Ces différentes places ne furent long-temps que des postes militaires ; on ne songea à en faire des présides que beaucoup plus tard. Aujourd’hui elles n’ont pas d’autre destination, et l’on semble avoir oublié l’objet et les causes premières de la conquête. C’est dans les temps de guerre civile et de révolutions que ces durs séjours sont surtout peuplés. Les différens partis s’y exilent tour à tour. Les absolutistes y déportaient les constitutionnels en 1823 ; maintenant, ce sont les absolutistes qui y sont déportés, et les Barbares assistent d’un front impassible au spectacle mouvant de ces cruelles péripéties. Il est assez triste que la civilisation européenne ne soit représentée chez eux que par des prisons. S’ils ne la jugent que par là, quelle idée en doivent-ils prendre ! et comment s’étonner qu’ils lui témoignent une hostilité si implacable ?

:: CONSIGNE 1 ::
Relevez, dans les enregistrements ci-dessous, chaque ligne qui contient le mot "truck". La casse doit être respectée.

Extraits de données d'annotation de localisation
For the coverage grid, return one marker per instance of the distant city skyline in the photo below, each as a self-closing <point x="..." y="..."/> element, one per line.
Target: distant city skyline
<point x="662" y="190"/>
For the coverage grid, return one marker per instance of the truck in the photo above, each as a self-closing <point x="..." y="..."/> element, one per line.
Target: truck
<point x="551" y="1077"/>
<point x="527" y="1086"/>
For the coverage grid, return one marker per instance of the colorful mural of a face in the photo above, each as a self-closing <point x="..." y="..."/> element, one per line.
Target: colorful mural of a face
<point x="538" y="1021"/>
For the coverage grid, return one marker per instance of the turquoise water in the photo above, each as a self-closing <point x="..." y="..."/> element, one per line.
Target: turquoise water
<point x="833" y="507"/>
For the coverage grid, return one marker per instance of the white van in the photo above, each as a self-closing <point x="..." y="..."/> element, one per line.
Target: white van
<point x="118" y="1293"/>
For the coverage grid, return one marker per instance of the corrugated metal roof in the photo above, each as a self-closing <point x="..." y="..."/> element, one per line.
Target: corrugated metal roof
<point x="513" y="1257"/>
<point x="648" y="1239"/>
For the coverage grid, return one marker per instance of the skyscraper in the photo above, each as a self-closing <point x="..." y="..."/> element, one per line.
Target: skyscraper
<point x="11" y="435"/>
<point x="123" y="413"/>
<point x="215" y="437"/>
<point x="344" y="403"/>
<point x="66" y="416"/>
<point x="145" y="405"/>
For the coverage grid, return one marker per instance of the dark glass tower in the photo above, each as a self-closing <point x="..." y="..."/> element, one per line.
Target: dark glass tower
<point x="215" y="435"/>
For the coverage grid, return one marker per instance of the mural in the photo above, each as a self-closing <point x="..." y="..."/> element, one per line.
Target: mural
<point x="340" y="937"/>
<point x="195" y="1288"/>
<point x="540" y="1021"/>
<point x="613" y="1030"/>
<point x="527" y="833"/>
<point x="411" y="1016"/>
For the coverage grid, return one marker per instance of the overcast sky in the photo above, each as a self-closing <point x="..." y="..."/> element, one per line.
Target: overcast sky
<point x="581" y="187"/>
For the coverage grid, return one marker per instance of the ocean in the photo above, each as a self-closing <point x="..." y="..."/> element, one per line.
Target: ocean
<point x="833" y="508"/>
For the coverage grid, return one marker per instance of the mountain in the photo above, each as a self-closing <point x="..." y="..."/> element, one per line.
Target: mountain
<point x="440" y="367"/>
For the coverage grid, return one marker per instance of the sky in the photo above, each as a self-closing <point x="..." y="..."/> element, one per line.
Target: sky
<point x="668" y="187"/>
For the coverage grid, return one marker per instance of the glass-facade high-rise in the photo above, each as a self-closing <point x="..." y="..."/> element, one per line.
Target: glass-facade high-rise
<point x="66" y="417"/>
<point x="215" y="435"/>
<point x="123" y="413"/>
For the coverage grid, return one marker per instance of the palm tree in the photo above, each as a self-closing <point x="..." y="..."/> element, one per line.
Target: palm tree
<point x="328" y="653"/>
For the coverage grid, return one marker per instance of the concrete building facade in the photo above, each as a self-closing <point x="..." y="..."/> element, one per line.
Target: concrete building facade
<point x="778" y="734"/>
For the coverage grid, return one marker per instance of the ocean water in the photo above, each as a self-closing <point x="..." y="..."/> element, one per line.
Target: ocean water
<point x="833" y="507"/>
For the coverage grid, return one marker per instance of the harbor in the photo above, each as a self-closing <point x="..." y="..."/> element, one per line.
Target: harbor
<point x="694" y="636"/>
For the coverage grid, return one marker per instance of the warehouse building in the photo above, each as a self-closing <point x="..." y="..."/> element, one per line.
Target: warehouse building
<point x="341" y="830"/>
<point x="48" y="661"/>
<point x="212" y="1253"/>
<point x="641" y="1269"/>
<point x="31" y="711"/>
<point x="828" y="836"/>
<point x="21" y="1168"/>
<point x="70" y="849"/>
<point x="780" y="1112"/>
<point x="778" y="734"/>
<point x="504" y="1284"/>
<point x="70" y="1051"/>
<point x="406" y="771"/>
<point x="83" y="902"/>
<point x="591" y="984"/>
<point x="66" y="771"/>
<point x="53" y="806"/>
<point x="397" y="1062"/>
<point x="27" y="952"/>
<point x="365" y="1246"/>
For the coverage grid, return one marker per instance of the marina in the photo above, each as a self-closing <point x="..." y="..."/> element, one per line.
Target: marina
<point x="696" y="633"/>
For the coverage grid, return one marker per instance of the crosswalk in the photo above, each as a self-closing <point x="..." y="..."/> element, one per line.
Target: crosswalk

:: CONSIGNE 2 ::
Pour chacun des énoncés suivants, indiquez par oui ou par non s'il concorde avec le texte sur les présides, et citez à l'identique les mots du texte qui le justifient. (a) Ces places ont longtemps été de simples postes militaires. (b) En 1823, les constitutionnels déportaient les absolutistes dans ces places. (c) Ces séjours sont surtout peuplés en temps de paix.

:: RÉPONSE COMPLÈTE 1 ::
For the coverage grid, return one marker per instance of the truck in the photo above, each as a self-closing <point x="..." y="..."/> element, one per line.
Target: truck

:: RÉPONSE COMPLÈTE 2 ::
(a) Oui : « Ces différentes places ne furent long-temps que des postes militaires »
(b) Non : « Les absolutistes y déportaient les constitutionnels en 1823 »
(c) Non : « C’est dans les temps de guerre civile et de révolutions que ces durs séjours sont surtout peuplés »